Segment Start: Text provided

When I began working on the Coding Akita blog, I wanted it to be a resource for really deep topics in web development that I felt like people didn’t really cover. Not only would it be a great read for other developers who wanted to understand patterns and architecture more deeply, but it would force me to research topics deeply and think about them. The truth is, I rarely write things I’m an expert on. I usually choose to write about things I’m curious about. It forced me to learn something and then present it in a way to people that they would understand it too. However, in the world of easy, cheap, fast AI, I don’t really think it’s as worthwhile endeavor anymore to write tutorials, how-to’s, or deep explanations of inner-workings.
My blog started after AI became “a thing”. But I still felt like there was a place for writing tutorials online. There’s a couple problems in my eyes with what my blog was:
- If people want coding info, they will just take it from an LLM.
- People are relying on LLM outputs more when they code, making architecture less important.
- People use LLM’s to do research on topics now.
I’m aware that I’m making generalizations with this list, but in my experience this is the way the wind is blowing. I’m finding myself going less to the experts I used to learn from and increasingly just researching things with Claude, Gemini, or Ollama. The ability to converse with documentation makes it easier to get more information and learn deeply.
Of course I think there will always be room for experts to share their thoughts, but I’m not the caliber of person who should be. I think I’m damn good at what I do, but I think there are people who are actually the best at it. Sorry, but when I want to read about subjects in lifting, I often turn to people like Greg Nuckols or Eric Helms. I don’t go to some random dude who’s been lifting for 5 years on YouTube.
So what’s left for the personal blog?
From now on, I’ll be posting smaller pieces of content that will probably be more opinion based. It also won’t always be about coding or web development. It might have some overlap, but I’d expect a wider range of topics. There definitely won’t be anymore tutorials or how-to’s. I may write an article on how to build your own personal tutorials with coding assistants, but that’s about all I intend to do currently.

Segment End: Text provided
Segment Start: Input data

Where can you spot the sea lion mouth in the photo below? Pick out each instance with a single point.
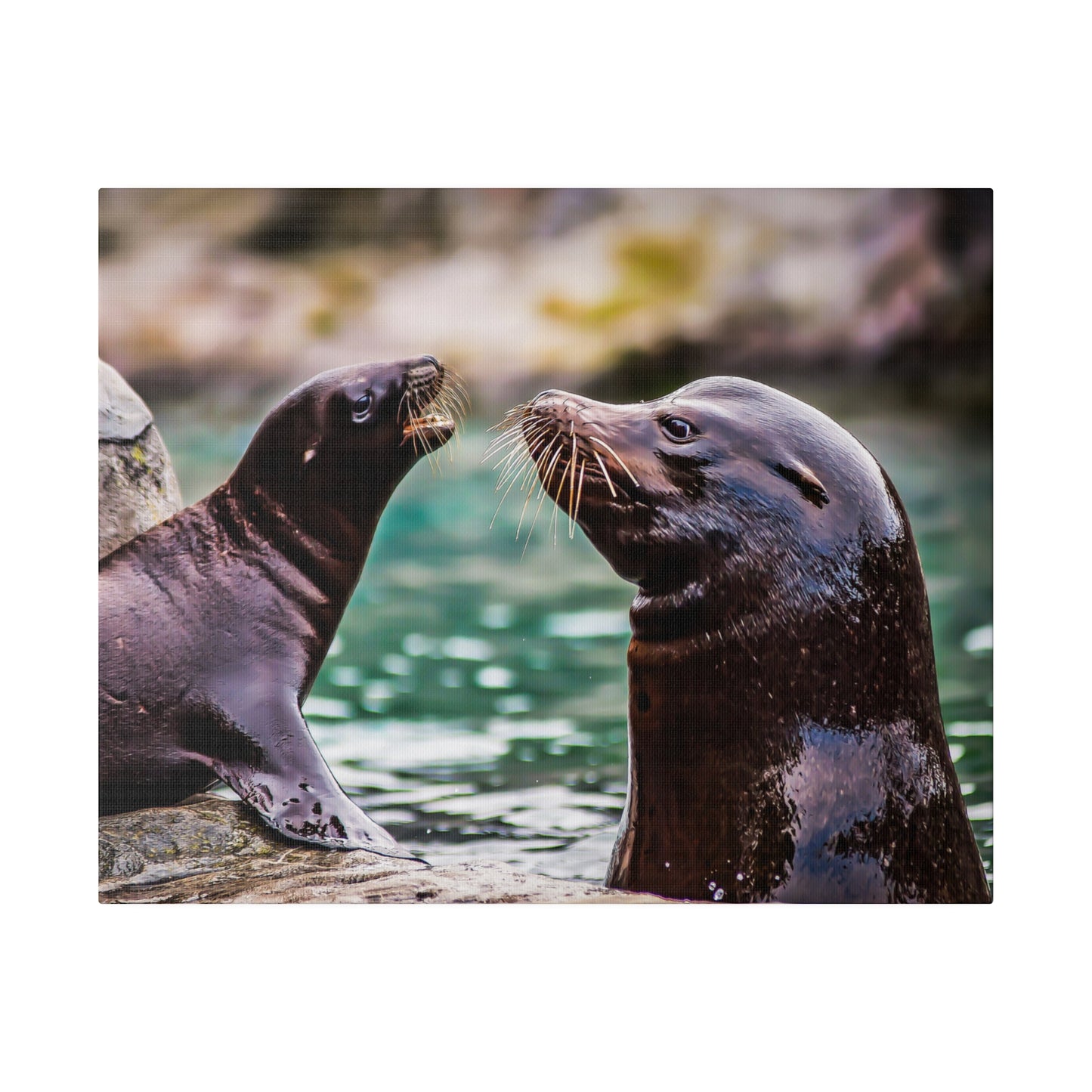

Segment End: Input data

• Questions on the material:
- A) Edit the blog post from the words "Of course I" through the words "the personal blog?", replacing "damn good" with "very good".
- B) Which tools does the blog post name as the ones the author now uses for researching things?
- C) According to the blog post, why does the author feel unsuited to being one of the experts who share their thoughts?
The material has no connection to the blog post.

• Replies:
- A)
Of course I think there will always be room for experts to share their thoughts, but I’m not the caliber of person who should be. I think I’m very good at what I do, but I think there are people who are actually the best at it. Sorry, but when I want to read about subjects in lifting, I often turn to people like Greg Nuckols or Eric Helms. I don’t go to some random dude who’s been lifting for 5 years on YouTube.
So what’s left for the personal blog?

- B) Claude, Gemini, and Ollama.

- C) The author feels very good at the work but believes other people are actually the best at it. The author compares this to lifting: for that subject, the author reads people like Greg Nuckols or Eric Helms, not a random person who has been lifting for five years on YouTube.